▶ _Set of tasks_
1. According to the article on Obama's immigration speech, where did the president deliver it?
2. Carry the article on Obama's immigration speech forward, picking up after its final sentence.

▶ _Selection_
Obama Makes Economic Argument To Americans For Immigration Overhaul

Obama Makes Economic Argument To Americans For Immigration Overhaul
President Obama makes an economic case for immigration reform at the Chamizal National Memorial on Tuesday in El Paso, Texas. Jewel Samad
Obama Makes Economic Argument To Americans For Immigration Overhaul
President Obama makes an economic case for immigration reform at the Chamizal National Memorial on Tuesday in El Paso, Texas. Jewel Samad

Obama Makes Economic Argument To Americans For Immigration Overhaul

WBEZ brings you fact-based news and information. Sign up for our newsletters to stay up to date on the stories that matter.

President Obama realizes he has a problem on the immigration front.

Actually, he has a few problems. But one of the gnarliest is that the notion of providing millions of illegal immigrants with a path to legalization raises the economic anxiety of millions of Americans.

Even before the housing bubble burst in 2007, overhauling immigration was a heavy lift. That’s even more true now with Americans much more worried about jobs than they were the last time Congress and a president, then George W. Bush, tried to achieve comprehensive immigration reform.

So in his speech in El Paso, Tex. Tuesday along the U.S.-Mexico border, the president had to find a way to explain why legalizing millions of illegal immigrants wouldn’t hurt Americans economically.

His argument was that it’s the illegal nature of these immigrants that forces down U.S. wages since workers lacking legal status can be more readily exploited by unethical employers.

Obama said:

Think about it. Over the past decade, even before the recession hit, middle-class families were struggling to get by as the costs went up for everything, from health care, to college tuition, to groceries, to gas. Their incomes didn’t go up with those prices. We’re seeing it again right now with gas prices.

So one way to strengthen the middle class in America is to reform the immigration system so that there is no longer a massive underground economy that exploits a cheap source of labor while depressing wages for everybody else. I want incomes for middle-class families to rise again. (Applause.) I want prosperity in this country to be widely shared. (Applause.) I want everybody to be able to reach that American dream. And that’s why immigration reform is an economic imperative. It’s an economic imperative. (Applause.)

Adding another wrinkle to his economic argument, the president said fixing the U.S.’ immigration system, which is widely seen as broken, would help the U.S. win the future, to use a phrase he’s found of, by making it more competitive:

OBAMA: And reform will also help to make America more competitive in the global economy. Today, we provide students from around the world with visas to get engineering and computer science degrees at our top universities. (Applause.)

But then our laws discourage them from using those skills to start a business or a new industry here in the United States. Instead of training entrepreneurs to stay here, we train them to create jobs for our competition. That makes no sense. In a global marketplace, we need all the talent we can attract, all the talent we can get to stay here to start businesses — not just to benefit those individuals, but because their contribution will benefit all Americans.

Look at Intel, look at Google, look at Yahoo, look at eBay. All those great American companies, all the jobs they’ve created, everything that has helped us take leadership in the high-tech industry, every one of those was founded by, guess who, an immigrant. (Applause.)

So we don’t want the next Intel or the next Google to be created in China or India. We want those companies and jobs to take root here. (Applause.) Bill Gates gets this. He knows a little something about the high-tech industry. He said, “The United States will find it far more difficult to maintain its competitive edge if it excludes those who are able and willing to help us compete.”

▶ _Data rows_

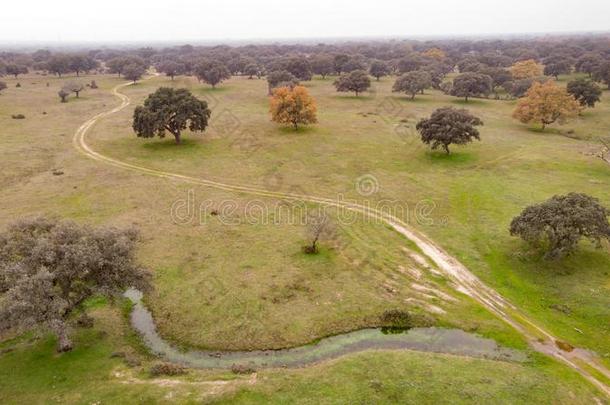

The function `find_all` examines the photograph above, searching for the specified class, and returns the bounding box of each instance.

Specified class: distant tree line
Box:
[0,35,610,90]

--

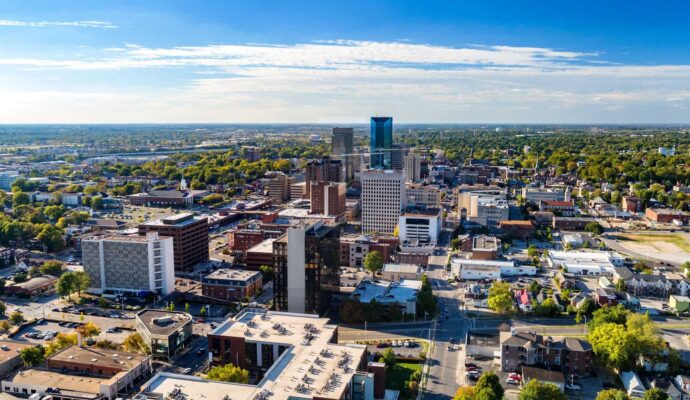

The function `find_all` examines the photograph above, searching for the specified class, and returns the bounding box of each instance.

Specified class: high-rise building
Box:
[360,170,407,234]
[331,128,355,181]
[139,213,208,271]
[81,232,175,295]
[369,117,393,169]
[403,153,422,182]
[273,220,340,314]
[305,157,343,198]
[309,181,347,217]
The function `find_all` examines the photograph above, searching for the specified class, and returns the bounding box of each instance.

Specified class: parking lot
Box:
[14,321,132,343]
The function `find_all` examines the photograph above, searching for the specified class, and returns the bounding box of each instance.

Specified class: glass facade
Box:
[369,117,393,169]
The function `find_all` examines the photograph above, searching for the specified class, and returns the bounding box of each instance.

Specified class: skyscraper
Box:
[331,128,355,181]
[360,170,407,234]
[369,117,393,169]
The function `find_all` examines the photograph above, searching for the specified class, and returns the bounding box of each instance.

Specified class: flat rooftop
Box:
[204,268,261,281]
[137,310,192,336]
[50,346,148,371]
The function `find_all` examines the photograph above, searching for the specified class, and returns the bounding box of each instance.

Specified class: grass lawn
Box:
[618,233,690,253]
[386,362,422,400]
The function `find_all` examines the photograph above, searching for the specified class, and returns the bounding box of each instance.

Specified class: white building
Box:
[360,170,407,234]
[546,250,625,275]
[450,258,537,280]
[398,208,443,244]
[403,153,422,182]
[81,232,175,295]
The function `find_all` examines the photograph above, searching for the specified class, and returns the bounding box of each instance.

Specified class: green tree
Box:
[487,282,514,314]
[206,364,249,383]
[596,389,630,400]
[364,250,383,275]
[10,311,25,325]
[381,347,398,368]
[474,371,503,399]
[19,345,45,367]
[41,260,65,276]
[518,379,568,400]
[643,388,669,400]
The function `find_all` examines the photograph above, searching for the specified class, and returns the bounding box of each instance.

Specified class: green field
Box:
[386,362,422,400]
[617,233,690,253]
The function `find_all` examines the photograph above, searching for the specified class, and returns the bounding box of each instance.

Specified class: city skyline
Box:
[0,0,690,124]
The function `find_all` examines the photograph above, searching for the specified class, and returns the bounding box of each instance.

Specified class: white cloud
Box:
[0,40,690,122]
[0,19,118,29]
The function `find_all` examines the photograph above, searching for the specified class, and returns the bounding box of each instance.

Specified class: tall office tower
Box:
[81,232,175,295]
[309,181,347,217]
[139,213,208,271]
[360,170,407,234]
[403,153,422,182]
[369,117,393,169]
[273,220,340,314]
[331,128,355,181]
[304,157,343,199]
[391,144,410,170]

...

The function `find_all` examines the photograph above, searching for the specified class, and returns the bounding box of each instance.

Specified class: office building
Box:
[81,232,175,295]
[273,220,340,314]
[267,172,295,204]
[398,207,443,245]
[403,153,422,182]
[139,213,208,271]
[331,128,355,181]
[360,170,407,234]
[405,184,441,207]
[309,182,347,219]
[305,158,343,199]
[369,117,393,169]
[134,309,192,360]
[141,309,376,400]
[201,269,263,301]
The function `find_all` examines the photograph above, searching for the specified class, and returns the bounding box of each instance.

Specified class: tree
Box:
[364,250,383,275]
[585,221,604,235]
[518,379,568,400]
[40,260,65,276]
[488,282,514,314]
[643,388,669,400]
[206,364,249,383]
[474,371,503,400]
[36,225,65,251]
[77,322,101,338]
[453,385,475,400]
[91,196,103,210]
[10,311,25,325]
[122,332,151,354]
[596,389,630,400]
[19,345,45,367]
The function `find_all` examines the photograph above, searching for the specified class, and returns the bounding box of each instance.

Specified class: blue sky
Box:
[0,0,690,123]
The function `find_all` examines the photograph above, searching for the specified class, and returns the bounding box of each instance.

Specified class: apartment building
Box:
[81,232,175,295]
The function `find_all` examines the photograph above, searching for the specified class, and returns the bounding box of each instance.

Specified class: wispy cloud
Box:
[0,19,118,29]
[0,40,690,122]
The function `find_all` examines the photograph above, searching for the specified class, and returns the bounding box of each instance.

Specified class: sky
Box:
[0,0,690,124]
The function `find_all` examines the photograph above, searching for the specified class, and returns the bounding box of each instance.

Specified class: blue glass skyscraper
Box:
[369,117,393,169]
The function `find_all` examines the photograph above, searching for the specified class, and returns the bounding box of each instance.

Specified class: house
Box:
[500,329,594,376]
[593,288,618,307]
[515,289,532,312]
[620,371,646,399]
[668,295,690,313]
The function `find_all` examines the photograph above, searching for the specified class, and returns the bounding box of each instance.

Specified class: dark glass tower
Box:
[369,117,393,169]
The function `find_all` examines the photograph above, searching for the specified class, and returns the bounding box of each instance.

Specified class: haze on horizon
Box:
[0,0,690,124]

▶ _Outputs_
1. At the Chamizal National Memorial in El Paso, Texas.

2.
So immigration is not just the right thing to do. It’s smart for our economy.

Not that the president didn’t make the moral argument, for instance, that it doesn’t square with American values to break up families through deportation. Or to punish young people who were brought into the U.S. as children illegally by their parents.

But he clearly was aware that if he was to make any progress with the American people on an immigration overhaul, to get more voters to see it his way, he needed to make a strong appeal that it’s in their economic interest to fix the current system.

As I wrote earlier, immigration reform is a political no-brainer for the president and congressional Democrats since it energizes the fastest growing segment of the U.S. population. That demographic just so happens to be an important part of the Democratic base.

It also puts congressional Republicans and GOP presidential hopefuls in a tricky spot since their party’s base has proportionally more immigration hardliners than the Democratic Party.

That made the speech, an official presidential event, arguably something of a campaign event too.

And the president gave the event a campaign feel by telling his audience if they agreed with his approach on immigration reform, they should contact WhiteHouse.gov. Campaigns often use such techniques to collect email addresses.

While it’s good politics for Democrats to make the strongest appeal possible to Latinos, the president suggested that some Republicans saw it as good politics to focus strictly on border enforcement to the exclusion of everything else, including figuring out how to normalize the 11 million illegal immigrants.

And he tried to have some fun at their expense though an edgy response he got from at least one audience member violated an Obama commandment, a rule of a president who has worked hard to not push deep-seated racial hot buttons — Thou shalt not play the race card:

OBAMA: … The Border Patrol has 20,000 agents — more than twice as many as there were in 2004. It’s a build-up that began under President Bush and that we’ve continued, and I had a chance to meet some of these outstanding agents, and actually saw some of them on horseback who looked pretty tough. (Laughter.) So we put the agents here.

Then they wanted a fence. Well, the fence is —

AUDIENCE: Booo!

THE PRESIDENT: The fence is now basically complete.

AUDIENCE MEMBER: Tear it down!

THE PRESIDENT: Then we’ve gone further. We tripled the number of intelligence analysts working at the border. I’ve deployed unmanned aerial vehicles to patrol the skies from Texas to California. We have forged a partnership with Mexico to fight the transnational criminal organizations that have affected both of our countries. (Applause.) And for the first time — for the first time we’re screening 100 percent of southbound rail shipments to seize guns and money going south even as we go after drugs that are coming north. (Applause.)

So, here’s the point. I want everybody to listen carefully to this. We have gone above and beyond what was requested by the very Republicans who said they supported broader reform as long as we got serious about enforcement. All the stuff they asked for, we’ve done. But even though we’ve answered these concerns, I’ve got to say I suspect there are still going to be some who are trying to move the goal posts on us one more time.

AUDIENCE MEMBER: They’re racist!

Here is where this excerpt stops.